***** Available data *****
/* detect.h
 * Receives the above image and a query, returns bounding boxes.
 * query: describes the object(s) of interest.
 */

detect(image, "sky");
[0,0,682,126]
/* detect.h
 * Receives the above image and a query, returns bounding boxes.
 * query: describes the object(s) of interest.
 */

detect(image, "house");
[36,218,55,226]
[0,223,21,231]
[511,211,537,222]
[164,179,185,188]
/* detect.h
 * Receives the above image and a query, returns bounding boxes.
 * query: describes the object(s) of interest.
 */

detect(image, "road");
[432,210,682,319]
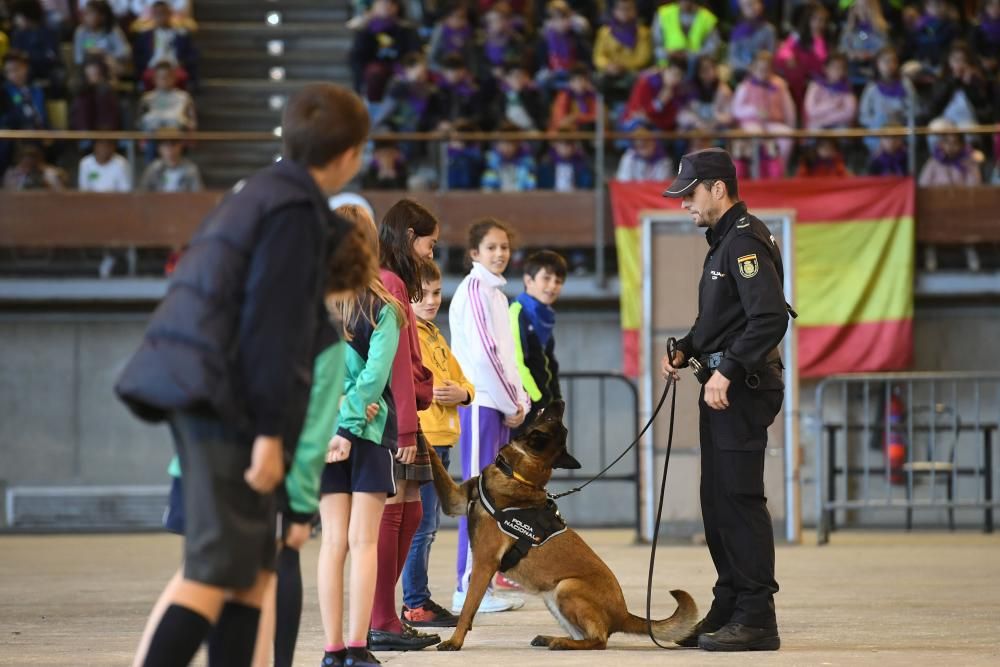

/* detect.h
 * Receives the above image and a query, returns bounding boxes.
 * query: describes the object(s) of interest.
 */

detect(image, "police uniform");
[664,149,789,650]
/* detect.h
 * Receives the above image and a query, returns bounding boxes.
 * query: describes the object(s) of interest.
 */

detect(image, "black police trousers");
[698,375,784,628]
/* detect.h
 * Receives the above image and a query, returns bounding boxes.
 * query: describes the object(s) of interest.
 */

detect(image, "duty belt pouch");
[690,352,722,384]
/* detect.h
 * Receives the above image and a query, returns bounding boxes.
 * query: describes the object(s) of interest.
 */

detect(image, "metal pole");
[906,89,917,178]
[814,380,830,544]
[781,217,802,544]
[125,139,138,174]
[438,138,448,192]
[594,93,608,288]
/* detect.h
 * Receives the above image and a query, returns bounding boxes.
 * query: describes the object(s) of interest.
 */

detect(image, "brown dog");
[430,402,698,651]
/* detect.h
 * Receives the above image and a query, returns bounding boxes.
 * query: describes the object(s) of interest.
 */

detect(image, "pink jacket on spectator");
[774,34,828,105]
[733,76,795,127]
[802,81,858,130]
[919,155,983,187]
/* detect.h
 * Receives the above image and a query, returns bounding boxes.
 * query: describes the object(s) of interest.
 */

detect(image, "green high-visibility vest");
[657,3,719,53]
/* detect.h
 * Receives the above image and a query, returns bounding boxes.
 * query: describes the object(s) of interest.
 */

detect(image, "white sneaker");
[451,591,524,614]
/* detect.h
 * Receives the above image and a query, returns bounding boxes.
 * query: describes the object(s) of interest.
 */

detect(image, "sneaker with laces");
[319,649,347,667]
[399,599,458,628]
[344,648,382,667]
[493,572,524,591]
[451,591,524,614]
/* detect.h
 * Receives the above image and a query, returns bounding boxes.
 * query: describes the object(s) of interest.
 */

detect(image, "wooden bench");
[0,191,600,248]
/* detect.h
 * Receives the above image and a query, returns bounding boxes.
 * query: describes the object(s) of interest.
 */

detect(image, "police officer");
[662,148,789,651]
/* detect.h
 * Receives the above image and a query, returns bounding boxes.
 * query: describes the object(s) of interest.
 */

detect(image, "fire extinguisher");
[885,386,907,484]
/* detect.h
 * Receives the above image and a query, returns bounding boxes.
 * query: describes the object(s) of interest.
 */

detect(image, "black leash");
[646,378,677,648]
[548,338,677,649]
[548,360,674,500]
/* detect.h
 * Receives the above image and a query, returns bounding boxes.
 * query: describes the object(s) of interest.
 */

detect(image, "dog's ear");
[539,400,566,422]
[552,449,582,470]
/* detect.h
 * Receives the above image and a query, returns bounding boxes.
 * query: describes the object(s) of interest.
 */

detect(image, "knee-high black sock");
[142,604,212,667]
[208,602,260,667]
[274,547,302,667]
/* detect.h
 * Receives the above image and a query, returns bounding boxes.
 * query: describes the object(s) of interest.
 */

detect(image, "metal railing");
[0,119,1000,286]
[815,372,1000,544]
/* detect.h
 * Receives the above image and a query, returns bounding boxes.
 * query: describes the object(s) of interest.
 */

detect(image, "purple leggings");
[457,405,510,591]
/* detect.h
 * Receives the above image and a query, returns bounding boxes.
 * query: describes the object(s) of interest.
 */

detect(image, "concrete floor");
[0,531,1000,667]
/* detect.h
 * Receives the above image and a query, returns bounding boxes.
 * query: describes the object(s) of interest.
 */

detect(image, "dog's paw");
[437,639,462,651]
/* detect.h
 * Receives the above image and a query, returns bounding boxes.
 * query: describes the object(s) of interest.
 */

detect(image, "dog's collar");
[493,454,545,491]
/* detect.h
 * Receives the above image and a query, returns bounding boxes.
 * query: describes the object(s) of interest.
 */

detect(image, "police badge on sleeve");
[736,253,760,278]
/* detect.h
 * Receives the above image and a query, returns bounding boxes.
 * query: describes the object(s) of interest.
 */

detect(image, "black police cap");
[663,148,736,199]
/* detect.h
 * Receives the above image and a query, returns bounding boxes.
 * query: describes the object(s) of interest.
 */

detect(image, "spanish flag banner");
[610,178,915,378]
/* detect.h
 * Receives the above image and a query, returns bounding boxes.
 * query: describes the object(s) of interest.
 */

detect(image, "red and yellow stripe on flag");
[611,178,914,377]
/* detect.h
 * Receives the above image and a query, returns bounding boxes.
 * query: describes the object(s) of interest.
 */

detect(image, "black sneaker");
[399,599,458,628]
[675,616,725,648]
[344,648,382,667]
[368,625,441,652]
[698,623,781,651]
[319,648,347,667]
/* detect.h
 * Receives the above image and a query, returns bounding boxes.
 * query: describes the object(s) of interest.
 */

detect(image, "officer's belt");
[697,348,781,371]
[479,454,566,572]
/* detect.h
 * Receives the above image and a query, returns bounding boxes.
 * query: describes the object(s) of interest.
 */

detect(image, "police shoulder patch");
[736,253,760,278]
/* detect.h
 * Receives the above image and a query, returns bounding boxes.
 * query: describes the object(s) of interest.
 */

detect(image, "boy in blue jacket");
[510,250,567,437]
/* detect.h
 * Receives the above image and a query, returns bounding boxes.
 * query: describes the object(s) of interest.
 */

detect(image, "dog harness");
[479,454,566,572]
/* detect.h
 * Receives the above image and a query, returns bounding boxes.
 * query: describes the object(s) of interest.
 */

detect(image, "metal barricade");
[815,372,1000,544]
[552,371,641,535]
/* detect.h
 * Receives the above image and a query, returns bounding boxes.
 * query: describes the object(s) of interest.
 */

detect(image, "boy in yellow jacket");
[401,261,475,628]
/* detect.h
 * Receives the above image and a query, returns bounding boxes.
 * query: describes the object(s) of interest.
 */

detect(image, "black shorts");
[170,412,276,589]
[319,439,396,498]
[163,477,292,542]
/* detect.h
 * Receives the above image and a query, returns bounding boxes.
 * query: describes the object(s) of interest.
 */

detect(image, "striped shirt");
[448,262,531,415]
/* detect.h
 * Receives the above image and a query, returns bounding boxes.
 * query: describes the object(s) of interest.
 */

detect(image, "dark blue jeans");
[402,447,452,609]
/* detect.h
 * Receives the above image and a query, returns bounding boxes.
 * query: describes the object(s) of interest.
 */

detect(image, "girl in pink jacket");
[802,53,858,130]
[733,51,795,178]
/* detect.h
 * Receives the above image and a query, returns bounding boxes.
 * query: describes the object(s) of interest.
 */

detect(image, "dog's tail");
[427,447,476,516]
[623,590,698,642]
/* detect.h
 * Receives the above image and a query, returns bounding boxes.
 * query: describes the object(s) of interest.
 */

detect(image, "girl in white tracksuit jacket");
[448,219,531,612]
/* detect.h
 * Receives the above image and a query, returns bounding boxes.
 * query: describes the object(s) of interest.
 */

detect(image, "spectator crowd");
[0,0,202,192]
[349,0,1000,191]
[0,0,1000,192]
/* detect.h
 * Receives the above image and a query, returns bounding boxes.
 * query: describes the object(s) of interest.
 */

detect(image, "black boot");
[676,616,726,648]
[368,625,441,651]
[698,623,781,651]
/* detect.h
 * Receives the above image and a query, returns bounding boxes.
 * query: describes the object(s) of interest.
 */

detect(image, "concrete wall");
[0,306,1000,534]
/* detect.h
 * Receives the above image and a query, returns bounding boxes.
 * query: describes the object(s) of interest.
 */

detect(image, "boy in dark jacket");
[116,84,370,666]
[510,250,566,437]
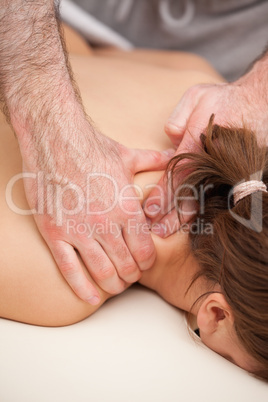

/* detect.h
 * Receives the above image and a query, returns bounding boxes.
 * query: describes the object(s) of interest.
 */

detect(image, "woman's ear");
[197,293,234,335]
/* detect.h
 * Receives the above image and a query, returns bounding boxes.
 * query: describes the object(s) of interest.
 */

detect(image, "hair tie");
[233,180,267,205]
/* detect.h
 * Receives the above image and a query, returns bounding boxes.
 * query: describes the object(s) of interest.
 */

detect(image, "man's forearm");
[0,0,85,139]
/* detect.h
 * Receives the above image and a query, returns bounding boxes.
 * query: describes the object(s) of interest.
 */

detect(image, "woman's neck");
[139,232,207,315]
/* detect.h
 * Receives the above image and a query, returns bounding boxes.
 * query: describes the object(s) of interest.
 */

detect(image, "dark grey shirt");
[60,0,268,80]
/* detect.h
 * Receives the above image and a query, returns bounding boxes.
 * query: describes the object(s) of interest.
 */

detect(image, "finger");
[129,149,175,173]
[101,232,141,283]
[123,214,156,271]
[151,208,180,238]
[143,167,174,222]
[79,240,126,295]
[50,241,100,305]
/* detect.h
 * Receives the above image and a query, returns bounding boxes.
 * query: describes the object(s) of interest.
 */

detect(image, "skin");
[0,25,256,371]
[0,0,172,305]
[145,44,268,236]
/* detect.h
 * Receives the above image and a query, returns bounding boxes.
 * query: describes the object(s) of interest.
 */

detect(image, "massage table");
*****
## Exercise brief:
Reproduce the data word for word from its first line up to and including the line with "[690,352,722,384]". Omit the pictures.

## Response to the exercise:
/* detect.h
 * Receives the above image and a query, returns bounding boxes.
 * query: describes the object(s) of interest.
 */

detect(image, "sky");
[0,0,682,126]
/* detect.h
 * Receives the above image and a query, returns bounding boxes.
 * query: describes the object(s) of interest.
 */

detect(image, "house");
[36,218,55,226]
[0,223,21,231]
[511,211,537,222]
[164,179,185,188]
/* detect.h
 * Receives the above image and a query, returns bounding boxes.
 * query: describes the object(s) of interest.
 */

detect(image, "road");
[432,210,682,319]

/* detect.h
 * Receives the above image and a query, returns bounding boxes.
 * query: describes the object(s) of interest.
 */

detect(image, "police uniform");
[664,149,789,650]
/* detect.h
 * Receives the above image and a query, returns bounding boxes.
 * query: describes the object(s) of interest.
 */

detect(image, "black police trousers");
[698,375,784,628]
/* detect.h
 * Receives the above image and a query, returns bounding boxes.
 * query: describes the object(s) of interest.
 */

detect(image, "duty belt pouch");
[690,352,722,384]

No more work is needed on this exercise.